TASK INSTRUCTIONS:
Give the lines again word for word, beginning with the one containing "Can you find the dirt" and ending with the last line of the material below.

RECORDS SUPPLIED:
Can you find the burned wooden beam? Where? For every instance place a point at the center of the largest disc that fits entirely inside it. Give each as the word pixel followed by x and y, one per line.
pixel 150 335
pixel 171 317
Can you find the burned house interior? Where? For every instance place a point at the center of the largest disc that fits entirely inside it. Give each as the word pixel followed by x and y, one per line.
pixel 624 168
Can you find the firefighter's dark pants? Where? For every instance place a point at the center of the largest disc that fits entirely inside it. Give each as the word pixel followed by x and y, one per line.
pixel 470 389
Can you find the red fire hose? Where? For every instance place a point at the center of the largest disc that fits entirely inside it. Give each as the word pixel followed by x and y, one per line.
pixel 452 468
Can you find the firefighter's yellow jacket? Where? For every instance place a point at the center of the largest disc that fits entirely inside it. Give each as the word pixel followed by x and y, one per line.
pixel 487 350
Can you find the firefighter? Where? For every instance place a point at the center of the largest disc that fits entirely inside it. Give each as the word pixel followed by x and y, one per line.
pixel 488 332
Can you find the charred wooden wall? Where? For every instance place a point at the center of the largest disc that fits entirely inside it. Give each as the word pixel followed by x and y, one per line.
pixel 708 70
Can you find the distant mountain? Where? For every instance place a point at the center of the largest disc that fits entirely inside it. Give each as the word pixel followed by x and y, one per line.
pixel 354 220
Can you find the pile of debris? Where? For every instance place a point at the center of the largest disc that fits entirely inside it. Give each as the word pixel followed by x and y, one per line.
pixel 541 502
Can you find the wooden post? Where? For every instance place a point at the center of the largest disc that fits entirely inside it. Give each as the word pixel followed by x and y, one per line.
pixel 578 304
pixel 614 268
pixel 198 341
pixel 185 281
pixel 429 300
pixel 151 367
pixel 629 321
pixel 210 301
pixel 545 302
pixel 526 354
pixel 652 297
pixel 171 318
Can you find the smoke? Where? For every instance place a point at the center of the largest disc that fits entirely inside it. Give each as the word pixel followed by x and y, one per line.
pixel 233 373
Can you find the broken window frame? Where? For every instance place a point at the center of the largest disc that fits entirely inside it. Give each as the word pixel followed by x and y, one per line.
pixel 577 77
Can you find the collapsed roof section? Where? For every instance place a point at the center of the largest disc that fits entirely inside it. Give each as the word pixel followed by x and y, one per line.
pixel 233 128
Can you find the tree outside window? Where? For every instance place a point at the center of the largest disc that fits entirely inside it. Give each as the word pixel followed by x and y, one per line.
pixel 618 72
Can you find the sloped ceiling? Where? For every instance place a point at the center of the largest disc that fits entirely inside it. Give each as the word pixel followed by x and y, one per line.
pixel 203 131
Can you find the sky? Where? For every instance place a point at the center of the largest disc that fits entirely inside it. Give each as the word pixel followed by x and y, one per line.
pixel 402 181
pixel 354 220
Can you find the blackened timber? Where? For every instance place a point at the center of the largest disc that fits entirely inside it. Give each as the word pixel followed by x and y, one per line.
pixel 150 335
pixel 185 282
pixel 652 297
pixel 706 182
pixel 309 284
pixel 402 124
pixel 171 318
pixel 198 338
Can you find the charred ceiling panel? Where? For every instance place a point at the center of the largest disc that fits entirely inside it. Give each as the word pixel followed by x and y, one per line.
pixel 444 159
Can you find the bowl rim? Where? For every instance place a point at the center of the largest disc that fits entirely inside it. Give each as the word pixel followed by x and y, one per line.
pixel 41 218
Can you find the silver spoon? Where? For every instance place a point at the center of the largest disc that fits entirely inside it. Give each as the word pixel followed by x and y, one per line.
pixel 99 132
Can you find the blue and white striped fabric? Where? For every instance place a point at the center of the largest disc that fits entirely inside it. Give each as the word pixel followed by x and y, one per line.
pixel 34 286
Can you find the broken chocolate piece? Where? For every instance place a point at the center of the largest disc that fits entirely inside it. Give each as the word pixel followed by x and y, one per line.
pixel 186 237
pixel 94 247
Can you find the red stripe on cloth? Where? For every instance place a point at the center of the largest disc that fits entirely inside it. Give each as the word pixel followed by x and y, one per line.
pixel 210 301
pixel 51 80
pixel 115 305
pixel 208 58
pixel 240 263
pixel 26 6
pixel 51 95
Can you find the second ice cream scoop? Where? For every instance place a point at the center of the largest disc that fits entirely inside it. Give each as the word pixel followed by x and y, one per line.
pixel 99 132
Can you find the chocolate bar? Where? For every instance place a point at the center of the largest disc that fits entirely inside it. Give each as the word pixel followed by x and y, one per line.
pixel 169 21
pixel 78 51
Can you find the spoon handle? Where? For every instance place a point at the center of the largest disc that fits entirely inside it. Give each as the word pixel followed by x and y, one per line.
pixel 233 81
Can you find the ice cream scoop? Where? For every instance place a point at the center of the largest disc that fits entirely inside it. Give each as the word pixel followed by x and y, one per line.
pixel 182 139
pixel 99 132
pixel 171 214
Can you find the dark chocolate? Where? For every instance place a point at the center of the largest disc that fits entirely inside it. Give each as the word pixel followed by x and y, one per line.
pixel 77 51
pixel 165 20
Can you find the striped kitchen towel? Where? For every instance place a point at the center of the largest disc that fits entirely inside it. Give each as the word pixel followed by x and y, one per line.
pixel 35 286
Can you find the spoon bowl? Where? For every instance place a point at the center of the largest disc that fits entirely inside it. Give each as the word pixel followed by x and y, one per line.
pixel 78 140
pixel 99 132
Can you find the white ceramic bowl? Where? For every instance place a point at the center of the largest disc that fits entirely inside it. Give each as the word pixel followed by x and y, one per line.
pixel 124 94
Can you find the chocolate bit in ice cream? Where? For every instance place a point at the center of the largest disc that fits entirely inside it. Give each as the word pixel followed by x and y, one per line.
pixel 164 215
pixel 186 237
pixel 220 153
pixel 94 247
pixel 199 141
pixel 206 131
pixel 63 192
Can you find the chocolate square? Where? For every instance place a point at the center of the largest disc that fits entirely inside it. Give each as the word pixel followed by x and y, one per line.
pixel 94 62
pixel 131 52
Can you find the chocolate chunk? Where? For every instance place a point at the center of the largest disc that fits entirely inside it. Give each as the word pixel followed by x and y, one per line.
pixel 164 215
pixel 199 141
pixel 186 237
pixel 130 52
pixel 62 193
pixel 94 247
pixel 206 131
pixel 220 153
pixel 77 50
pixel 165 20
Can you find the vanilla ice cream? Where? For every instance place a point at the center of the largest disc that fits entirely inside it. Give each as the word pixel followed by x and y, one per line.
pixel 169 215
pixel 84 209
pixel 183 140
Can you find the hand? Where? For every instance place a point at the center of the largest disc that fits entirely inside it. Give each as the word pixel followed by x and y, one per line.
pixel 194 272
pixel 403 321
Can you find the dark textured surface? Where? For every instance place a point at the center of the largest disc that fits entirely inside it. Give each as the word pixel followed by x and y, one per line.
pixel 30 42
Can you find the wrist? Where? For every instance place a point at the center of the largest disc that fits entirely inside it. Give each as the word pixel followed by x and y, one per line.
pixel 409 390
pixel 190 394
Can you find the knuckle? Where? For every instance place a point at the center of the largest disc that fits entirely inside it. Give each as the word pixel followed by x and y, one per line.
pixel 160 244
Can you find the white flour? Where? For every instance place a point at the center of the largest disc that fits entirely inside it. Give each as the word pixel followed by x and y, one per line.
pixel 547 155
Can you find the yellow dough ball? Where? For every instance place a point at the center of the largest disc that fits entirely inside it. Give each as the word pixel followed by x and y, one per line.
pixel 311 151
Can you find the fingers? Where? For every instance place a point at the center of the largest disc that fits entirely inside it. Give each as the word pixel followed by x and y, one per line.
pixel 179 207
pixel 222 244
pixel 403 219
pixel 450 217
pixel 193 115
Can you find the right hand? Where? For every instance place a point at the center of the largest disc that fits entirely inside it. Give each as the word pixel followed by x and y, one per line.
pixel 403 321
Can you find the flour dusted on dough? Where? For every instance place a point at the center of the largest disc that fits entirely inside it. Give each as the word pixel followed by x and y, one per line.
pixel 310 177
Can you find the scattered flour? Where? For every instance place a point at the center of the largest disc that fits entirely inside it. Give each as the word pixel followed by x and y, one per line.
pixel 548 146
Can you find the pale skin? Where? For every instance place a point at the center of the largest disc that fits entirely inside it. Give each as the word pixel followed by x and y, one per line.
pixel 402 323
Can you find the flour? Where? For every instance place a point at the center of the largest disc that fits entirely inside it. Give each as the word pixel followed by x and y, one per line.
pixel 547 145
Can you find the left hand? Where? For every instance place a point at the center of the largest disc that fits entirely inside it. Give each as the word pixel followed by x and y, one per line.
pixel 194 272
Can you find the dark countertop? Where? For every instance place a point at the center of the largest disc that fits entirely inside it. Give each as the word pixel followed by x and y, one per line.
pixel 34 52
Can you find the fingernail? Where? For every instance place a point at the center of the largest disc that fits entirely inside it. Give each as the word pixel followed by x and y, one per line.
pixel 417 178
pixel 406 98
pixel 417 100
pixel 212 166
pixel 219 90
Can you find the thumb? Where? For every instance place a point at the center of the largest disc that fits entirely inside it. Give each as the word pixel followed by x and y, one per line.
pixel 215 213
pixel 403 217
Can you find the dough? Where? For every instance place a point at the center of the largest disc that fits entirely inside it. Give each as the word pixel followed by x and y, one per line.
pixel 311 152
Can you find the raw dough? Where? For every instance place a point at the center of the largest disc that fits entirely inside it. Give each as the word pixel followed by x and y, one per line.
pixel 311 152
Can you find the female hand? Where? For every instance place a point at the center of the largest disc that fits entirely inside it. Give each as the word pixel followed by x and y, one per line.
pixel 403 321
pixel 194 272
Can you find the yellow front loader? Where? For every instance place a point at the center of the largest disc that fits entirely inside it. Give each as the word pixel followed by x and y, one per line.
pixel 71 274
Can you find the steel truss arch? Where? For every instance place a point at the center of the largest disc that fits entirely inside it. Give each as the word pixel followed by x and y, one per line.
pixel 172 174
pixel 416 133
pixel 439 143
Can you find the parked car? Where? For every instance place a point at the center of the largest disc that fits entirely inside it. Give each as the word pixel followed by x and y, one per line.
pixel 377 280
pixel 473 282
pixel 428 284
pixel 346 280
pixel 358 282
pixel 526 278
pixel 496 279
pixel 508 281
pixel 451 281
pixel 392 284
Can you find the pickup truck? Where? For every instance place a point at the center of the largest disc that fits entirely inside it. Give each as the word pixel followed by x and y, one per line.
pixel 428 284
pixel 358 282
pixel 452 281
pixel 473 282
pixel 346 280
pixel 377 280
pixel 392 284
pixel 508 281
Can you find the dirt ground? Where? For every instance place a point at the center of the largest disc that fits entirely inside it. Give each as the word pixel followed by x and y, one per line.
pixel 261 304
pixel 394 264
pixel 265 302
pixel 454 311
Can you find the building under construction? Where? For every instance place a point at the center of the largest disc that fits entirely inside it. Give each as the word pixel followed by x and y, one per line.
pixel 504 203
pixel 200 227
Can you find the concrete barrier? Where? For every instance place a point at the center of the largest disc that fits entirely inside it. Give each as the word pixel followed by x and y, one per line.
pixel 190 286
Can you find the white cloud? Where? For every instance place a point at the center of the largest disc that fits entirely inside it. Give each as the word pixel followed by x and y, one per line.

EXERCISE SOLUTION:
Can you find the dirt ground? Where? For every instance place a point at the center of the largest disc that fits entirely inside it. Give each as the word pixel followed by x and y, one per line.
pixel 261 304
pixel 394 264
pixel 265 302
pixel 454 311
Can you find the building under construction? Where? For every instance place a point at the center of the largest disc that fits entirely inside it. Give each as the word pixel followed by x and y, one per line.
pixel 504 203
pixel 200 227
Can you find the concrete barrier? Where? For every instance place a point at the center of the largest disc that fits entirely inside it. Give each as the word pixel followed by x and y, one per line.
pixel 190 286
Can you find the white cloud? Where? For every instance place a point at the center of the largest disc that fits entirely inside it. Give each as the word pixel followed by x and y, one per line.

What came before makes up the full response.